(Task details): Reproduce word for word everything in the data below, from the line that contains "One pin marks each instance of the distant" down to the end of the data.
## BEGIN Extracted records
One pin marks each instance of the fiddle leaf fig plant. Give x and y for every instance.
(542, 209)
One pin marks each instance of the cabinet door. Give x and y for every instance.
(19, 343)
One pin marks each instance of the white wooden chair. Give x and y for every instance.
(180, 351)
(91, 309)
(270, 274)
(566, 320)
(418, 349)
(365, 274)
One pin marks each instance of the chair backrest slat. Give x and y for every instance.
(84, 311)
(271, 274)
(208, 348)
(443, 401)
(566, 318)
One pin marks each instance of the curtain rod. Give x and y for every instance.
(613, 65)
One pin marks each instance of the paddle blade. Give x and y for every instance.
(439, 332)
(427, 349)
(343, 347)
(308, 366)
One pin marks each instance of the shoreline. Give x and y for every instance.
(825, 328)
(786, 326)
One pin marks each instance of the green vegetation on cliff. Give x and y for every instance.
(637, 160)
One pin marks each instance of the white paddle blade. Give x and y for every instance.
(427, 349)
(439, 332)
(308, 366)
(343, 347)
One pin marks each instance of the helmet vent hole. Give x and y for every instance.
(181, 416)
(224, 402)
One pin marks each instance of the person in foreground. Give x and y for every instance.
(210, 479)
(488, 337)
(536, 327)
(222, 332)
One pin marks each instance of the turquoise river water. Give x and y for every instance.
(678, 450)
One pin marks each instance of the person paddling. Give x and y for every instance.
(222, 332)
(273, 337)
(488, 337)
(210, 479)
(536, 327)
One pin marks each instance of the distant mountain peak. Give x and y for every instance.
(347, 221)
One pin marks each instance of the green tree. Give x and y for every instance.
## END Extracted records
(Task output):
One pin marks each instance of the distant mountain peak. Give x and y for every instance.
(347, 221)
One pin marks each instance of the green tree. Give x and y for every instance.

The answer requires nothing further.